→ What needs to be done
Please locate every line in the rows below that contains the string "flower" and copy each of those lines out.

※ ※ ※

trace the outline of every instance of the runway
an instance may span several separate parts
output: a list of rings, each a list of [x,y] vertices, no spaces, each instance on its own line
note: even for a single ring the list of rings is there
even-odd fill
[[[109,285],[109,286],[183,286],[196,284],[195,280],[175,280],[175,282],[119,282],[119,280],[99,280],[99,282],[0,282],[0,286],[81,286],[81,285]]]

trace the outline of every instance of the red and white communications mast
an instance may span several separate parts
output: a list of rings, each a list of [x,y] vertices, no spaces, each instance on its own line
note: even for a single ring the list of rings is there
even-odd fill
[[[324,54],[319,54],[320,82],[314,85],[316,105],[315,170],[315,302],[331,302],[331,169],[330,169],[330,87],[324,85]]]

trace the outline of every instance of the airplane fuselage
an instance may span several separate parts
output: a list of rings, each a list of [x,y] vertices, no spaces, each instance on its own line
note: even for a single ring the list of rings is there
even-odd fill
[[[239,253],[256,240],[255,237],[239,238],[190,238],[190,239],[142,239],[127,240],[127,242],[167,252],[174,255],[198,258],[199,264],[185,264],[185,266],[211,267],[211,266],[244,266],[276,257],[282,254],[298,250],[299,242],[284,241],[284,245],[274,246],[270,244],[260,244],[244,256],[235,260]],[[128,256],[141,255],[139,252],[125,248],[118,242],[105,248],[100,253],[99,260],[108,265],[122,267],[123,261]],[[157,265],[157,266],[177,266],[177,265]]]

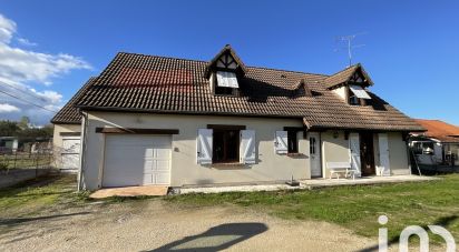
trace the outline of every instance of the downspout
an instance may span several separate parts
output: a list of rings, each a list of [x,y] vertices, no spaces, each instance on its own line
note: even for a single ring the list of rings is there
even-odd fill
[[[82,112],[80,109],[78,109],[78,113],[81,114],[82,123],[81,123],[80,163],[78,168],[78,189],[77,190],[81,191],[84,189],[82,172],[84,172],[85,154],[86,154],[86,129],[87,129],[87,123],[88,123],[88,113]]]

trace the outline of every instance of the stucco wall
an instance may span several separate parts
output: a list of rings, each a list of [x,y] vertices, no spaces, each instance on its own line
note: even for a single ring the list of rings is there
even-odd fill
[[[62,162],[60,158],[60,152],[62,150],[62,135],[60,133],[66,132],[81,132],[80,124],[55,124],[55,130],[52,133],[52,150],[55,155],[53,165],[56,168],[62,168]]]
[[[214,168],[196,163],[196,137],[198,129],[207,124],[240,124],[256,132],[256,164],[243,168]],[[284,127],[302,127],[301,120],[263,119],[211,115],[169,115],[91,112],[88,114],[87,145],[84,164],[84,182],[87,189],[101,184],[105,134],[95,133],[97,127],[124,127],[144,129],[178,129],[173,135],[170,185],[208,184],[310,179],[309,141],[299,133],[299,151],[304,155],[286,157],[274,153],[274,134]]]
[[[411,171],[408,165],[407,142],[403,141],[402,134],[399,132],[390,132],[388,133],[388,141],[391,174],[410,174]]]
[[[330,177],[326,169],[326,162],[350,162],[349,140],[344,138],[344,131],[336,131],[338,137],[333,137],[335,131],[325,131],[321,133],[322,140],[322,174]]]
[[[338,138],[333,137],[333,132],[334,131],[325,131],[321,133],[322,171],[326,178],[330,175],[330,172],[325,167],[326,162],[350,162],[349,140],[344,139],[343,131],[336,131]],[[388,141],[391,174],[410,174],[408,167],[407,143],[402,140],[402,134],[400,132],[389,132]],[[375,165],[379,165],[378,133],[374,133],[373,135],[373,147],[374,163]]]

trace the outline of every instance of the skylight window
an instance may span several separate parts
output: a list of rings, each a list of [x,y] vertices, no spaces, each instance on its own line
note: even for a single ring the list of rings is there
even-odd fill
[[[367,93],[367,91],[360,85],[349,85],[349,89],[355,94],[355,97],[360,99],[371,99],[371,97]]]
[[[217,87],[238,89],[236,73],[217,71]]]

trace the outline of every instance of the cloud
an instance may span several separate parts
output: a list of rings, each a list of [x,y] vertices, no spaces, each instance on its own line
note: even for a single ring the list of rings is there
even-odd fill
[[[18,40],[20,44],[26,46],[26,47],[37,47],[38,46],[38,43],[31,42],[25,38],[17,38],[16,40]]]
[[[9,43],[16,32],[16,22],[0,14],[0,42]]]
[[[0,93],[0,100],[4,102],[1,108],[4,111],[11,110],[8,114],[2,114],[1,119],[14,120],[29,115],[36,123],[47,123],[53,115],[50,111],[57,111],[64,105],[62,94],[50,89],[52,80],[74,70],[92,70],[92,67],[80,57],[68,53],[51,54],[20,48],[18,46],[38,44],[18,37],[17,29],[14,21],[0,13],[0,91],[19,98]],[[12,41],[17,41],[18,46],[12,46]],[[43,87],[46,90],[37,91]]]
[[[21,111],[18,107],[8,103],[0,103],[0,113],[11,113]]]

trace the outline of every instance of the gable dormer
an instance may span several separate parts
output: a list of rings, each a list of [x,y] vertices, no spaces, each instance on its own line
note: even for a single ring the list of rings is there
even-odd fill
[[[245,65],[230,44],[211,60],[206,68],[211,90],[217,95],[237,95]]]
[[[325,79],[325,87],[351,105],[365,105],[371,100],[365,90],[373,82],[360,63]]]

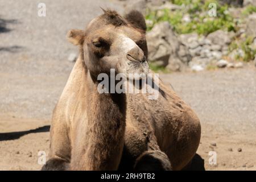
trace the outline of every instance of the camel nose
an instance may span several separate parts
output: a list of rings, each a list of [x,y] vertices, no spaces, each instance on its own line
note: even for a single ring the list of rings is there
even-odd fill
[[[143,51],[137,47],[130,50],[126,55],[126,57],[132,61],[143,62],[145,61]]]

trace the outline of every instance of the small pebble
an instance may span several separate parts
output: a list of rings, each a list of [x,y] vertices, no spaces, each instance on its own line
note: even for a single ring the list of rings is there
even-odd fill
[[[28,158],[32,157],[32,152],[28,152]]]
[[[210,143],[211,146],[216,147],[217,146],[216,143],[212,142]]]
[[[247,167],[249,168],[250,168],[251,167],[253,167],[254,166],[254,165],[253,164],[249,164],[248,166],[247,166]]]

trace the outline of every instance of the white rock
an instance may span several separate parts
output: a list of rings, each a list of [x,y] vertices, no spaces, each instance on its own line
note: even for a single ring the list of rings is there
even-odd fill
[[[200,72],[204,70],[204,68],[199,64],[196,64],[191,67],[191,70],[196,72]]]
[[[193,41],[192,42],[188,44],[188,47],[189,47],[189,48],[192,49],[195,49],[196,48],[197,48],[199,46],[199,44],[198,43],[198,42],[197,41]]]
[[[256,55],[254,55],[254,60],[253,61],[254,65],[256,67]]]
[[[222,54],[220,51],[212,51],[212,54],[217,60],[221,59],[222,57]]]
[[[191,54],[191,56],[192,57],[195,57],[197,56],[200,56],[200,52],[202,50],[202,46],[199,46],[197,48],[195,48],[195,49],[189,49],[189,52]]]
[[[76,54],[75,53],[71,53],[68,56],[68,60],[71,62],[75,62],[76,60]]]
[[[239,62],[239,63],[236,63],[234,65],[234,67],[236,68],[242,68],[243,66],[243,64],[242,62]]]
[[[218,68],[225,68],[226,67],[228,63],[229,63],[225,60],[221,59],[218,62],[217,62],[216,65]]]
[[[228,64],[226,67],[228,68],[234,68],[234,65],[232,63],[229,63],[229,64]]]
[[[221,50],[221,46],[218,44],[213,44],[210,46],[210,50],[212,51],[220,51]]]
[[[183,18],[182,18],[182,20],[187,23],[191,22],[191,19],[190,18],[189,15],[189,14],[184,15],[183,16]]]

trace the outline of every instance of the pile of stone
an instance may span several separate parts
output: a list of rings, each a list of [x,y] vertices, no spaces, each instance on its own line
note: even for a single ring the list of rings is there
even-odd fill
[[[192,69],[205,69],[208,65],[216,64],[228,54],[228,45],[232,35],[222,30],[218,30],[207,36],[197,34],[181,34],[180,40],[189,50],[192,57],[189,66]]]

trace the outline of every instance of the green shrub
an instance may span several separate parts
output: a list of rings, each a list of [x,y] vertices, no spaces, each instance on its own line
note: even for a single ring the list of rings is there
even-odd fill
[[[230,52],[240,49],[243,52],[242,55],[239,53],[235,55],[235,59],[237,60],[247,62],[254,59],[256,49],[251,48],[250,46],[253,42],[253,40],[254,39],[251,37],[247,37],[243,40],[235,39],[229,45],[229,51]]]
[[[152,23],[148,25],[148,30],[150,30],[158,22],[167,21],[177,34],[197,32],[208,35],[219,29],[236,31],[233,17],[227,13],[228,7],[218,6],[216,1],[207,1],[204,3],[200,0],[172,0],[171,2],[178,5],[184,5],[184,7],[174,11],[168,9],[148,10],[146,19]],[[217,6],[217,17],[210,17],[208,14],[208,5],[211,2],[215,2]],[[189,15],[190,22],[183,20],[184,14]]]
[[[249,5],[242,11],[242,14],[244,16],[247,16],[253,13],[256,13],[256,6]]]

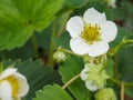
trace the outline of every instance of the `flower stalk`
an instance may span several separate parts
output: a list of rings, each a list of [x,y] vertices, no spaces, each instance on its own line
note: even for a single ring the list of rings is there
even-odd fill
[[[73,81],[75,81],[78,78],[80,78],[80,74],[74,76],[72,79],[70,79],[62,89],[65,89],[68,86],[70,86]]]

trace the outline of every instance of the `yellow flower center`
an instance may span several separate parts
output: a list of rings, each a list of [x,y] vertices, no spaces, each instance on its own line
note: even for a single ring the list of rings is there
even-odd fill
[[[17,78],[11,76],[11,77],[8,77],[8,78],[0,80],[0,83],[4,80],[8,81],[12,88],[12,98],[18,98],[19,82],[18,82]]]
[[[95,26],[86,24],[84,26],[84,29],[80,37],[89,44],[92,44],[94,41],[101,40],[100,27],[98,24]]]

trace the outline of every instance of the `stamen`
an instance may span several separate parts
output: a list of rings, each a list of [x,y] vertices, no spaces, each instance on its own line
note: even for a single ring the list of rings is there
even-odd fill
[[[81,33],[81,38],[88,42],[89,44],[92,44],[94,41],[99,41],[100,39],[100,27],[98,24],[91,26],[91,23],[84,26],[84,29]]]

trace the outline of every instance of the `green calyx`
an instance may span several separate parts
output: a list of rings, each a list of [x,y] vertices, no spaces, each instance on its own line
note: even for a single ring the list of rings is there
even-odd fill
[[[99,90],[94,98],[95,100],[116,100],[115,93],[111,88],[103,88]]]
[[[102,70],[102,64],[86,64],[89,71],[88,71],[88,80],[91,81],[93,84],[96,84],[99,89],[103,88],[103,86],[106,82],[106,79],[110,78],[110,76],[106,73],[105,70]]]

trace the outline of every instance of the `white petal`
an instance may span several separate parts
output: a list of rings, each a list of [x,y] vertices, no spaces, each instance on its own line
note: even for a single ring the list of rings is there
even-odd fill
[[[90,81],[86,81],[86,82],[85,82],[85,86],[86,86],[86,88],[88,88],[89,90],[91,90],[91,91],[95,91],[95,90],[99,89],[95,84],[92,84]]]
[[[88,77],[89,77],[89,74],[86,73],[89,71],[89,69],[86,69],[86,68],[84,68],[82,71],[81,71],[81,73],[80,73],[80,77],[81,77],[81,79],[82,80],[86,80],[88,79]]]
[[[0,83],[0,100],[12,100],[11,86],[8,81],[2,81]]]
[[[94,42],[90,47],[89,56],[90,57],[98,57],[98,56],[105,53],[108,50],[109,50],[108,42],[104,42],[104,41]]]
[[[6,69],[6,70],[1,73],[0,79],[3,79],[3,78],[9,77],[9,76],[13,74],[16,71],[17,71],[16,68]]]
[[[90,51],[90,46],[80,38],[72,38],[70,40],[70,47],[78,54],[85,54]]]
[[[83,31],[83,21],[82,18],[75,16],[72,17],[66,23],[66,30],[70,32],[70,36],[76,38]]]
[[[105,14],[100,13],[94,8],[88,9],[83,14],[83,19],[88,23],[99,24],[99,26],[103,24],[106,21]]]
[[[19,97],[23,97],[29,91],[29,84],[27,82],[27,78],[19,72],[16,72],[13,77],[19,81]]]
[[[105,24],[101,26],[101,39],[110,42],[113,41],[117,33],[116,24],[112,21],[106,21]]]

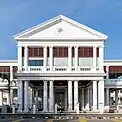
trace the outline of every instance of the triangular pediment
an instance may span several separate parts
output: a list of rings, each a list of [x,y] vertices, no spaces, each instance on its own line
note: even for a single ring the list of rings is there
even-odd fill
[[[107,36],[65,16],[57,16],[14,36],[21,39],[102,39]]]

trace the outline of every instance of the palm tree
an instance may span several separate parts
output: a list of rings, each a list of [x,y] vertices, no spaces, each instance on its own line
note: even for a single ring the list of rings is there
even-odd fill
[[[9,93],[9,103],[11,105],[11,99],[10,99],[10,90],[11,90],[10,73],[1,73],[0,76],[3,79],[3,81],[5,79],[8,81],[7,90],[8,90],[8,93]]]

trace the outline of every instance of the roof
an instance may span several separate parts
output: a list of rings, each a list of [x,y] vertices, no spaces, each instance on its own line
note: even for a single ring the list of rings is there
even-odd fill
[[[102,40],[106,40],[108,38],[108,36],[106,36],[105,34],[100,33],[100,32],[98,32],[98,31],[96,31],[96,30],[94,30],[92,28],[89,28],[89,27],[83,25],[83,24],[80,24],[80,23],[78,23],[78,22],[76,22],[76,21],[74,21],[74,20],[72,20],[72,19],[70,19],[70,18],[68,18],[66,16],[63,16],[63,15],[59,15],[57,17],[49,19],[48,21],[45,21],[45,22],[43,22],[41,24],[38,24],[38,25],[36,25],[36,26],[34,26],[32,28],[29,28],[29,29],[27,29],[27,30],[25,30],[23,32],[20,32],[20,33],[16,34],[14,36],[14,38],[16,40],[27,39],[29,34],[33,34],[33,33],[37,32],[38,30],[40,30],[41,28],[43,28],[43,29],[48,28],[49,25],[53,26],[53,25],[55,25],[57,23],[60,23],[61,21],[65,21],[67,23],[72,24],[73,26],[79,27],[79,28],[91,33],[91,34],[94,34],[95,36],[98,36]]]

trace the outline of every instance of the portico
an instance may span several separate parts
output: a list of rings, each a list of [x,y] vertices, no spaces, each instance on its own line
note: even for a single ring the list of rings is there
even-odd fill
[[[15,35],[19,111],[28,112],[32,107],[27,103],[33,89],[31,104],[38,109],[40,99],[43,112],[54,112],[56,102],[67,112],[76,112],[78,104],[80,111],[102,110],[106,39],[62,15]]]

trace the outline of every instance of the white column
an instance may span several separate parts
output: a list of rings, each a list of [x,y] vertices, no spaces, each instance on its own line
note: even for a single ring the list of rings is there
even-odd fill
[[[89,107],[91,110],[92,108],[92,89],[91,88],[89,89]]]
[[[28,112],[29,108],[29,101],[28,101],[28,96],[29,96],[29,81],[24,81],[24,112]]]
[[[43,51],[43,53],[44,53],[44,71],[46,71],[47,70],[47,46],[44,46],[44,51]]]
[[[115,90],[115,103],[118,105],[118,89]]]
[[[86,104],[86,108],[87,108],[87,110],[89,110],[89,91],[90,91],[90,89],[89,88],[87,88],[87,104]]]
[[[110,99],[110,96],[109,96],[109,88],[106,88],[106,105],[109,105],[109,99]]]
[[[9,92],[7,92],[7,105],[10,105],[10,96],[9,96]]]
[[[97,110],[97,81],[93,81],[93,111]]]
[[[72,70],[72,47],[68,47],[68,70]]]
[[[74,111],[77,111],[78,104],[78,81],[74,81]]]
[[[13,89],[10,90],[10,101],[12,105],[13,104]]]
[[[10,66],[10,81],[13,80],[13,66]]]
[[[29,108],[32,108],[32,103],[33,103],[33,95],[32,95],[32,88],[29,88]]]
[[[98,82],[98,105],[99,110],[103,111],[104,109],[104,80],[99,80]]]
[[[54,89],[53,89],[53,81],[49,81],[49,112],[54,112]]]
[[[35,99],[35,104],[36,104],[36,111],[37,111],[37,109],[38,109],[38,89],[36,89],[35,92],[36,92],[35,93],[35,98],[36,98]]]
[[[84,88],[82,88],[82,97],[81,97],[81,99],[82,99],[82,110],[84,110]]]
[[[50,71],[53,70],[53,47],[49,47],[49,56],[50,56]]]
[[[104,71],[103,63],[104,63],[104,46],[100,46],[99,47],[99,60],[98,60],[98,65],[99,65],[100,71]]]
[[[43,87],[43,111],[47,112],[47,81],[43,81],[44,82],[44,87]]]
[[[67,111],[67,88],[65,88],[65,111]]]
[[[108,80],[109,79],[109,66],[106,66],[106,73],[107,73],[106,79]]]
[[[18,46],[18,71],[22,71],[22,46]]]
[[[74,48],[75,48],[75,71],[77,71],[78,70],[78,46]]]
[[[72,111],[72,81],[68,81],[68,111]]]
[[[18,112],[22,112],[22,106],[23,106],[23,82],[18,81]]]
[[[24,49],[24,68],[25,68],[25,71],[28,71],[28,47],[25,46],[25,49]]]
[[[96,71],[96,64],[97,64],[97,50],[96,46],[93,47],[93,67],[94,70]]]
[[[0,106],[3,105],[3,91],[0,90]]]

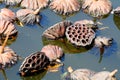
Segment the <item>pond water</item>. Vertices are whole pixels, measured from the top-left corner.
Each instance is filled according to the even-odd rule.
[[[120,0],[111,0],[113,4],[113,8],[120,6]],[[1,8],[4,5],[1,4]],[[16,11],[19,8],[10,9]],[[9,45],[19,56],[25,58],[29,54],[40,51],[44,46],[42,41],[42,33],[48,27],[54,25],[57,22],[63,20],[63,18],[54,12],[52,12],[49,8],[44,9],[40,13],[42,15],[41,25],[43,28],[38,25],[33,26],[24,26],[19,27],[17,29],[19,31],[17,39]],[[92,19],[91,16],[84,14],[82,11],[79,11],[75,15],[70,17],[66,17],[66,20],[70,20],[75,22],[77,20],[83,19]],[[102,30],[99,33],[101,36],[112,37],[114,39],[114,44],[108,49],[105,49],[104,56],[102,57],[101,62],[99,63],[99,49],[95,49],[94,47],[90,50],[82,50],[82,51],[72,51],[72,48],[66,50],[64,57],[64,66],[60,68],[58,72],[45,72],[38,74],[36,76],[30,77],[20,77],[18,75],[19,66],[22,63],[22,60],[19,61],[12,68],[6,69],[6,77],[8,80],[61,80],[61,75],[63,72],[67,70],[68,66],[72,66],[73,69],[78,68],[88,68],[94,71],[108,70],[112,71],[114,69],[118,69],[118,73],[116,77],[120,80],[120,17],[116,17],[110,14],[107,18],[99,20],[99,22],[103,23],[103,26],[107,26],[109,28]],[[102,27],[102,26],[101,26]],[[66,46],[63,43],[64,46]],[[2,72],[0,73],[0,80],[5,80]]]

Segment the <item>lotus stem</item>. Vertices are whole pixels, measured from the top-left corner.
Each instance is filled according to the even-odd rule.
[[[71,66],[69,66],[67,70],[68,70],[69,73],[73,72],[73,69],[72,69]]]
[[[117,72],[118,72],[118,70],[115,69],[115,70],[113,70],[109,75],[112,77],[112,76],[114,76]]]
[[[40,11],[40,9],[41,9],[40,7],[39,7],[38,9],[36,9],[36,10],[33,12],[33,14],[35,14],[35,15],[38,14],[39,11]]]
[[[8,32],[7,35],[6,35],[6,38],[5,38],[5,40],[4,40],[4,43],[2,44],[2,47],[1,47],[1,49],[0,49],[0,54],[2,54],[2,53],[4,52],[4,48],[5,48],[6,43],[7,43],[7,41],[8,41],[9,35],[10,35],[10,32]]]

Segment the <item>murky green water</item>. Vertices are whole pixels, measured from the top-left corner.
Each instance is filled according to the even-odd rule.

※ ※ ※

→ Output of the task
trace the outline of every instance of the `flower stalk`
trace the outline of every instance of the `yellow flower center`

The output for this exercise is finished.